▶ [What is needed]: Return all the entries exactly, keeping pictures out.

▶ [Data in this exercise]:

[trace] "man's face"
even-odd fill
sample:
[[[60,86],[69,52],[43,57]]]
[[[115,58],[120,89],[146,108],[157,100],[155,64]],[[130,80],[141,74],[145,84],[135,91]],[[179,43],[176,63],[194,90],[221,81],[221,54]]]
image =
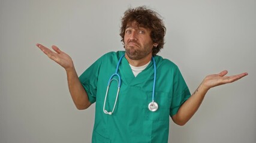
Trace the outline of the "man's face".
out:
[[[142,59],[152,54],[153,46],[150,38],[151,30],[132,22],[127,26],[124,44],[128,57],[134,60]]]

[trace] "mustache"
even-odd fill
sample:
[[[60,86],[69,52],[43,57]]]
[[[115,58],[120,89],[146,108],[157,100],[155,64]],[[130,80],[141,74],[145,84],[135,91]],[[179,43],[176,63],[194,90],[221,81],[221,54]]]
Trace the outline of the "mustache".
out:
[[[135,45],[137,45],[138,46],[140,46],[140,43],[138,43],[138,42],[137,42],[135,41],[132,41],[132,40],[129,41],[128,41],[127,43],[128,44],[128,43],[134,43],[134,44],[135,44]]]

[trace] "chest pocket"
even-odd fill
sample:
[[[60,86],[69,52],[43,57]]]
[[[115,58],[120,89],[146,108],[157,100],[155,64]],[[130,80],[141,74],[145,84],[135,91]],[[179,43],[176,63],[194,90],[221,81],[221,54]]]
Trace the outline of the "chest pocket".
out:
[[[147,102],[152,101],[152,92],[147,94]],[[154,101],[158,105],[158,108],[155,111],[151,111],[149,109],[147,111],[147,117],[149,120],[168,120],[170,114],[170,107],[171,98],[168,93],[155,92]]]
[[[94,131],[94,135],[92,135],[92,143],[110,143],[111,141],[109,138],[106,138],[103,136],[98,133],[95,130]]]

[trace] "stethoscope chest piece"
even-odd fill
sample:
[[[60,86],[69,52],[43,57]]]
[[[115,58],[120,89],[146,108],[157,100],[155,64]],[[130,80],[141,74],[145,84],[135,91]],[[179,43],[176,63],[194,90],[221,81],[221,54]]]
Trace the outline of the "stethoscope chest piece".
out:
[[[152,101],[149,104],[149,109],[151,111],[155,111],[158,108],[158,105],[156,102]]]

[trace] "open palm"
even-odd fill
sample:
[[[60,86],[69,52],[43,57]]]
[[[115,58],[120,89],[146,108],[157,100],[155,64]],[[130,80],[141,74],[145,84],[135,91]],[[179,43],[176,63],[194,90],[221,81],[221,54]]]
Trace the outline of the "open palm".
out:
[[[61,51],[57,46],[53,45],[52,49],[56,52],[50,50],[43,45],[37,43],[37,46],[48,56],[50,59],[63,67],[65,70],[74,66],[71,58],[64,52]]]

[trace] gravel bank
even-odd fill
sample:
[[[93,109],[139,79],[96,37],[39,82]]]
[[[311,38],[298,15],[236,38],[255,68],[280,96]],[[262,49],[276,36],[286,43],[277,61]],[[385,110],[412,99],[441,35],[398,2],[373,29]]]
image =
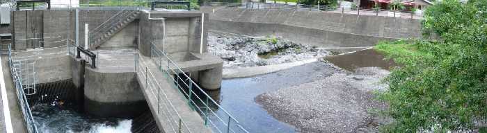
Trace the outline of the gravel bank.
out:
[[[372,92],[389,71],[376,67],[353,73],[337,71],[330,76],[257,96],[255,100],[273,116],[301,132],[376,132],[387,120],[370,109],[383,108]]]
[[[279,37],[250,37],[209,33],[208,51],[224,59],[223,69],[293,62],[324,57],[330,52]]]

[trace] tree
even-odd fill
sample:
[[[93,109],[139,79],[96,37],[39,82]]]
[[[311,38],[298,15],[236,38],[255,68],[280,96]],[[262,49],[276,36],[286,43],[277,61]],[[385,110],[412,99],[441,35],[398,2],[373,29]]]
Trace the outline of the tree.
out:
[[[379,95],[394,121],[386,132],[468,130],[487,117],[487,0],[443,0],[428,8],[424,35],[413,42],[431,56],[402,60]]]

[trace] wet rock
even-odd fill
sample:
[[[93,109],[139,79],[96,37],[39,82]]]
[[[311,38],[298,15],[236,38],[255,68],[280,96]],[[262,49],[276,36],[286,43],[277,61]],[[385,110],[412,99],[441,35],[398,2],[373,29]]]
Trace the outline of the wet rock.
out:
[[[359,78],[359,77],[353,77],[353,78],[353,78],[353,80],[364,80],[364,78]]]
[[[325,50],[317,49],[277,38],[274,44],[266,37],[237,37],[210,33],[208,51],[224,59],[224,69],[278,64],[324,57]],[[276,54],[265,57],[260,55],[271,52]]]

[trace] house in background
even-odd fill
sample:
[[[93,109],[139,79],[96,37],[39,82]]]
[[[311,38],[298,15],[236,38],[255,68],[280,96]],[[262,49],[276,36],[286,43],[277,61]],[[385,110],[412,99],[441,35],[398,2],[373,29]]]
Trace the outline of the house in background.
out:
[[[400,2],[406,8],[406,10],[409,10],[413,8],[416,8],[419,10],[425,8],[429,5],[433,4],[432,2],[428,0],[395,0],[396,2]],[[376,3],[377,3],[381,9],[388,9],[389,5],[393,3],[394,0],[355,0],[354,2],[360,8],[373,8]]]

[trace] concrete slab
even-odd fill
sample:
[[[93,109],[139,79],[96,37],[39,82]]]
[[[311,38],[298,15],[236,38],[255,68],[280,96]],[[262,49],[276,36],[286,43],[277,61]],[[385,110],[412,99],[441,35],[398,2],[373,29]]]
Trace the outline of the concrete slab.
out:
[[[189,105],[186,98],[173,83],[168,82],[166,76],[149,57],[139,58],[140,64],[137,79],[143,89],[154,119],[159,129],[164,132],[177,132],[179,120],[183,123],[181,130],[189,132],[211,132],[195,110]],[[144,69],[147,68],[146,73]],[[149,78],[145,78],[145,74]],[[159,89],[159,90],[158,90]]]
[[[1,56],[1,65],[3,71],[3,79],[5,80],[5,87],[7,89],[8,99],[8,108],[12,118],[12,126],[14,132],[27,132],[24,116],[20,109],[20,106],[17,100],[15,88],[13,85],[12,77],[10,76],[10,66],[8,66],[8,57]]]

▶ [Answer to this exercise]:
[trace] "man's face"
even-odd fill
sample:
[[[60,86],[69,52],[43,57]]]
[[[115,58],[120,89],[146,108],[157,100],[155,64]],[[130,80],[141,74],[145,84],[135,91]],[[179,43],[176,63],[194,90],[221,81],[221,54]]]
image =
Trace the outline of the "man's face".
out:
[[[142,59],[152,54],[153,46],[150,38],[151,30],[132,22],[127,26],[124,44],[128,57],[134,60]]]

[trace] "mustache"
even-odd fill
sample:
[[[60,86],[69,52],[43,57]]]
[[[115,58],[120,89],[146,108],[157,100],[155,64]],[[130,80],[141,74],[145,84],[135,91]],[[179,43],[176,63],[194,90],[221,81],[221,54]]]
Trace the outline of the "mustache".
out:
[[[135,45],[137,45],[138,46],[140,46],[140,43],[138,43],[138,42],[137,42],[135,41],[132,41],[132,40],[129,41],[128,41],[127,43],[128,44],[128,43],[134,43],[134,44],[135,44]]]

[trace] "chest pocket"
even-odd fill
sample:
[[[60,86],[69,52],[43,57]]]
[[[115,58],[120,89],[146,108],[157,100],[155,64]],[[130,80],[141,74],[145,84],[135,91]],[[179,43],[176,63],[194,90],[221,81],[221,54]]]
Trace the outline of the "chest pocket".
out:
[[[147,102],[152,101],[152,92],[147,94]],[[154,101],[158,105],[158,108],[155,111],[151,111],[149,109],[147,111],[147,117],[149,120],[168,120],[170,114],[170,107],[171,98],[168,93],[155,92]]]
[[[94,131],[94,135],[92,135],[92,143],[110,143],[111,141],[109,138],[106,138],[103,136],[98,133],[95,130]]]

[trace] "stethoscope chest piece"
even-odd fill
sample:
[[[60,86],[69,52],[43,57]]]
[[[115,58],[120,89],[146,108],[157,100],[155,64]],[[130,80],[141,74],[145,84],[135,91]],[[179,43],[176,63],[194,90],[221,81],[221,54]]]
Trace the outline of the "stethoscope chest piece".
out:
[[[152,101],[149,104],[149,109],[151,111],[155,111],[158,108],[158,105],[156,102]]]

[trace] "open palm"
even-odd fill
sample:
[[[60,86],[69,52],[43,57]]]
[[[115,58],[120,89],[146,108],[157,100],[155,64]],[[130,80],[141,74],[145,84],[135,91]],[[179,43],[176,63],[194,90],[221,81],[221,54]]]
Trace the outline of the "open palm".
out:
[[[61,51],[57,46],[53,45],[52,49],[56,52],[50,50],[43,45],[37,43],[37,46],[48,56],[50,59],[63,67],[65,70],[74,66],[71,58],[64,52]]]

[trace] gravel bank
even-odd fill
sample:
[[[93,109],[139,79],[96,37],[39,82]]]
[[[311,38],[298,15],[236,38],[255,68],[280,96]],[[262,49],[276,36],[286,43],[277,61]],[[385,110],[412,99],[441,35],[398,2],[373,29]]]
image =
Trace the outline of the gravel bank.
out:
[[[372,92],[389,71],[376,67],[353,73],[337,71],[330,76],[257,96],[255,100],[273,116],[301,132],[376,132],[387,120],[370,109],[383,108]]]
[[[279,37],[250,37],[209,33],[208,51],[224,59],[223,69],[293,62],[324,57],[330,52]]]

[trace] tree
even-odd fill
sample:
[[[93,109],[139,79],[96,37],[39,82]]]
[[[311,38],[298,15],[236,38],[255,68],[280,96]],[[262,49],[276,36],[286,43],[277,61]],[[385,110],[412,99],[441,35],[398,2],[373,29]]]
Trace the outline of the tree.
out:
[[[379,95],[394,121],[386,132],[468,130],[487,117],[487,0],[443,0],[428,8],[424,35],[413,42],[431,56],[402,60]]]

[trace] wet rock
even-odd fill
sample:
[[[93,109],[139,79],[96,37],[39,82]]]
[[[311,38],[298,15],[236,38],[255,68],[280,96]],[[262,49],[276,36],[286,43],[277,61]],[[385,110],[412,99],[441,35],[398,2],[373,29]]]
Trace the outline of the wet rock.
out:
[[[359,78],[359,77],[353,77],[353,78],[353,78],[353,80],[364,80],[364,78]]]
[[[325,50],[317,49],[277,38],[274,44],[266,37],[237,37],[210,33],[208,51],[224,59],[224,69],[278,64],[324,57]],[[276,54],[265,57],[260,55],[271,52]]]

[trace] house in background
even-odd fill
sample:
[[[93,109],[139,79],[96,37],[39,82]]]
[[[311,38],[298,15],[236,38],[255,68],[280,96]],[[262,49],[276,36],[286,43],[277,61]],[[385,110],[412,99],[441,35],[398,2],[373,29]]]
Trace the outline of the house in background.
out:
[[[400,2],[406,8],[406,10],[409,10],[413,8],[416,8],[419,10],[425,8],[429,5],[433,4],[432,2],[428,0],[395,0],[396,2]],[[376,3],[377,3],[381,9],[388,9],[389,5],[393,3],[394,0],[355,0],[354,2],[360,8],[373,8]]]

[trace] concrete slab
even-odd fill
sample:
[[[93,109],[139,79],[96,37],[39,82]]]
[[[311,38],[298,15],[236,38],[255,68],[280,96]],[[262,49],[276,36],[286,43],[277,61]],[[385,110],[412,99],[441,35],[398,2],[373,29]]]
Trace the outline of the concrete slab.
out:
[[[189,105],[186,98],[173,83],[168,82],[166,76],[149,57],[139,58],[140,64],[137,79],[143,89],[154,119],[159,129],[164,132],[177,132],[179,120],[183,123],[181,130],[189,132],[211,132],[195,110]],[[144,69],[147,68],[146,73]],[[149,78],[145,78],[145,74]],[[159,89],[159,90],[158,90]]]
[[[1,56],[1,65],[3,71],[3,79],[5,80],[5,87],[7,89],[8,99],[8,108],[12,118],[12,126],[14,132],[27,132],[24,116],[20,109],[20,106],[17,100],[15,88],[13,85],[12,77],[10,76],[10,66],[8,66],[8,57]]]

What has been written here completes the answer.